Stated exercise
Give back the whole listing exactly as shown.

Raw records

────────────────────

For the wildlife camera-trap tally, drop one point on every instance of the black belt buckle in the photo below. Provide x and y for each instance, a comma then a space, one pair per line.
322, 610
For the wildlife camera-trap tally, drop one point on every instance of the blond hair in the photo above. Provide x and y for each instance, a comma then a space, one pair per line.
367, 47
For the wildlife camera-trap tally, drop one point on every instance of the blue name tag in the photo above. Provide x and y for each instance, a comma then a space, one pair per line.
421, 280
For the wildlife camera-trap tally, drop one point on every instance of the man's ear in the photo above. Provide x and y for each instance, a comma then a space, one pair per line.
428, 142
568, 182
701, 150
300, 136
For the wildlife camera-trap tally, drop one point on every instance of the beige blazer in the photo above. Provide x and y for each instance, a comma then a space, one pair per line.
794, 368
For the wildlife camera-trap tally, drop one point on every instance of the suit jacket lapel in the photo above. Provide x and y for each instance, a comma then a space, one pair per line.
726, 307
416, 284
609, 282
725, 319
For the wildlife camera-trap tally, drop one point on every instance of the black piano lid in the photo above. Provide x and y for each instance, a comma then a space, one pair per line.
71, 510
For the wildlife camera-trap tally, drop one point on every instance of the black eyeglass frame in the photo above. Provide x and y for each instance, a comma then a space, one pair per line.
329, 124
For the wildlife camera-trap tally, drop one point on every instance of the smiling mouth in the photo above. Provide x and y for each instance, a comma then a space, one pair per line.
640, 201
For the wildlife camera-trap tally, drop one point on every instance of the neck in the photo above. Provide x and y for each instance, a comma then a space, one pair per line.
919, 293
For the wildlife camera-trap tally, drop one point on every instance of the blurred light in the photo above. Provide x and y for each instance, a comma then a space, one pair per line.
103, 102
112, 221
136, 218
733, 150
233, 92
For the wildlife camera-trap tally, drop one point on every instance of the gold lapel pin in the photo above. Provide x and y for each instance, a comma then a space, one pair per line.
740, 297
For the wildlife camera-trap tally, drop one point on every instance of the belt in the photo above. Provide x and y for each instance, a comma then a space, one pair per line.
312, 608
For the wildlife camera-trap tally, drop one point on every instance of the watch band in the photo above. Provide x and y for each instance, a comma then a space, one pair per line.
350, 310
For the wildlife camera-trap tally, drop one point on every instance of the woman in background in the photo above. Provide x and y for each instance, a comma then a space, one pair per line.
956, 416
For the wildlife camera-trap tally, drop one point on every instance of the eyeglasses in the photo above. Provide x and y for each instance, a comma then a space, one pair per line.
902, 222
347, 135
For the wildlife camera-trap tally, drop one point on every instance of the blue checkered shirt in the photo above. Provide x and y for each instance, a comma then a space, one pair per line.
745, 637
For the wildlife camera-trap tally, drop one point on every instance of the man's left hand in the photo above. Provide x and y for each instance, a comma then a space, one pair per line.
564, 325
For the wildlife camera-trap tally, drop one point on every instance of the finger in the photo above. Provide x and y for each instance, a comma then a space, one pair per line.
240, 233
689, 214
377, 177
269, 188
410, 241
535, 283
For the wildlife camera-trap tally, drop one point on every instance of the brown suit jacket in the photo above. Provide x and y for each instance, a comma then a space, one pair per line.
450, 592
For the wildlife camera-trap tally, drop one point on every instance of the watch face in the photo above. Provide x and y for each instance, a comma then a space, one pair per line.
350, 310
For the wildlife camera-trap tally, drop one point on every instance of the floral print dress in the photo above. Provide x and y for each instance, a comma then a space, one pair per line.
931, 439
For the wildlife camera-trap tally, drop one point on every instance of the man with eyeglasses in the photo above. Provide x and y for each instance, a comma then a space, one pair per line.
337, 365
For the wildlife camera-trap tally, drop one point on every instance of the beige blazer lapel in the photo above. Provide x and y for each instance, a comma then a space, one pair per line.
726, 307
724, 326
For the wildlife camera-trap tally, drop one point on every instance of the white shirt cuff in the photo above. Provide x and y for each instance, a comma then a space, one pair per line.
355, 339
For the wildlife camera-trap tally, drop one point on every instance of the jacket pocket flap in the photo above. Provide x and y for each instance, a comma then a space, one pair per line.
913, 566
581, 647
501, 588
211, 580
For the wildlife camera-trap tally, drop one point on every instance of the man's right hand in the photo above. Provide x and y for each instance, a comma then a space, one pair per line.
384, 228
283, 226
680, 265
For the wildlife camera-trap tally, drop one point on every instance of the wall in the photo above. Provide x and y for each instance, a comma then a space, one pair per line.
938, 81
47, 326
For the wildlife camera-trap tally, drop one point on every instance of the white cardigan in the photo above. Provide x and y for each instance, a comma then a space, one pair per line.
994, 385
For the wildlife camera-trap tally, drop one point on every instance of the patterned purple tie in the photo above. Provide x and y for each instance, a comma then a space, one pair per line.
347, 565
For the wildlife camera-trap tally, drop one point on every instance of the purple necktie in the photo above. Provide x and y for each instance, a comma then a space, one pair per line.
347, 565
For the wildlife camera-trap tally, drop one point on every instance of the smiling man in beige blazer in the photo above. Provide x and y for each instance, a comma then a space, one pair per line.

────────────────────

Output below
For the wildlife camera-trap tally, drop one point on every instance of the black belt buckle in the photo below. Provide x and y for each instance, a comma then a space, one pair per line.
322, 610
For the wildlife camera-trap tally, drop one point on every instance of the blond hair in the photo above. Provide x and y for each instance, a comma then a space, one pair per line.
367, 47
For the wildlife camera-trap tally, drop one point on every instance of the blue name tag in the photo above. Provide x and y for each instance, a comma then a space, one pair per line.
421, 280
For the wildlife camera-trap tally, drop one point on every instance of the man's ear in the photo above. Provide x and y for each instance, a comma then a space, one pair per line.
428, 142
568, 182
701, 150
300, 136
For the wildlife camera-trap tally, drop one point on every instance of the beige blazer in the photo above. Provide x and y for each instance, a comma then a space, one pair per line.
794, 368
For the wildlife camera-trap tally, drop one point on every instance of the suit jacket lapel in the photo above. Provide x and y for each instance, a comma then a space, one pair per line.
726, 307
416, 284
609, 282
725, 319
For the wildlife camera-trap tally, drop one point on every instance of the black piano lid in the photo above. Provide x and y for each instance, a comma then a space, one pair per line.
71, 510
For the wildlife camera-trap tally, drop one point on every instance of the black eyeglass frame in the photo above. Provide x and y for each instance, a comma then a space, one pair per line.
329, 124
For the wildlife camera-trap tally, drop one point on every instance of the smiling mouth in the photo above. Provide x and y for each instance, a comma then a space, one pair per line.
640, 201
For the wildlife camera-trap tally, drop one point on every instance of the neck in the photo above. Provide x and y for each instance, a comma then a space, one pair per line.
919, 293
For the wildlife camera-trap tally, drop one point on every instance of the blurred light in the photo above. Provide x and y for each instance, a comma then a space, one pair per line.
103, 102
112, 221
136, 218
733, 150
233, 92
For the wildlife camera-trap tally, drop one point on every instance of the gold lapel pin in the photo above. Provide x and y for each instance, a comma then a space, one pair per line.
740, 297
For the wildlife camera-trap tally, drop one point on every instance of the belt in the photo above. Provide x and y for each instance, a comma then a space, one pair per line.
312, 608
For the wildlife camera-trap tally, drop one point on every instance of the watch band in the photo above. Provide x and y for each instance, a comma then a space, one pair per line.
350, 310
For the wildlife camera-trap tally, drop one point on every instance of the woman in background in the photo above. Provide x and y for each instance, a comma then a space, one pair per line.
956, 416
For the wildlife camera-trap tally, drop one point on every instance of the eyeglasses in the photo above. Provide x and y for each instance, a comma then a space, one pair per line.
902, 222
347, 135
For the wildlife camera-trap tally, drop one point on every instance of the blue checkered shirt in the photo above. Provide x and y for each instance, a comma then a space, one pair per line.
745, 637
For the wildlife camera-trap tally, drop one point on every instance of the man's left hand in the photo above. Provide x and y for each instance, a comma then a space, one pair per line.
564, 325
For the wildlife camera-trap tally, drop one point on every instance of the finger in the photo above. Provide x and y for each instance, a comma then a space, one pair per line.
240, 233
689, 214
377, 177
269, 188
410, 241
535, 283
For the wildlife camera-trap tally, drop one point on every instance of the brown suit jacket in the photo above. Provide x and y for each instance, a comma then a space, one pair per line.
450, 592
For the wildlife camera-trap tally, drop one point on every instance of the watch face in the photo above. Provide x and y for each instance, a comma then a space, one pair per line.
350, 310
For the wildlife camera-trap tally, drop one point on every instance of the floral print dress in the photo above. Provide x and y for each instance, a comma then a space, one pair per line.
931, 439
For the wildlife camera-trap tally, drop one point on every instance of the man with eyeglasses in the photo above. Provide x and y for each instance, a comma then a space, one pair per line.
337, 365
For the wildlife camera-trap tally, drop one point on every instance of the beige blazer lapel in the photo above. Provide x and y for each instance, a comma then a space, one pair per line.
726, 307
724, 326
For the wildlife camera-trap tally, drop one point on every instance of the white shirt cuff in the photo above. Provide x and y for each instance, a comma then a space, one pair per line.
355, 339
For the wildlife camera-trap tally, drop one point on every instance of the jacket pocket flap in the photo above. Provide x and y for each instance, a comma then a space, one pair per line.
913, 566
581, 647
501, 588
211, 580
For the wildlife camera-trap tally, drop one point on every instance of the man's right hand in the photo above. Provide x and y for each instance, a comma then a space, one pair per line.
384, 228
283, 226
680, 265
For the wildlife camera-trap tally, drop one point on every instance of the wall in the photo above. Provide x and y for each instance, a comma then a space, one pair per line.
938, 81
47, 326
For the wildlife camera-trap tally, drop one point on every instance of the white cardigan in the photo above. Provide x and y for each instance, a comma then a space, one pair per line.
994, 385
For the wildlife camera-trap tally, drop one point on every instance of the patterned purple tie in the photo above. Provide x and y for each instance, a comma then a space, one pair per line.
347, 565
For the wildlife camera-trap tally, drop one point on every instance of the purple necktie in the photo above. Provide x and y for each instance, a comma then a space, one pair per line.
347, 565
For the wildlife camera-trap tally, drop one point on every instance of the smiling man in beige blazer in the photo above. Provide x and y for each instance, a comma then a space, one pair per line.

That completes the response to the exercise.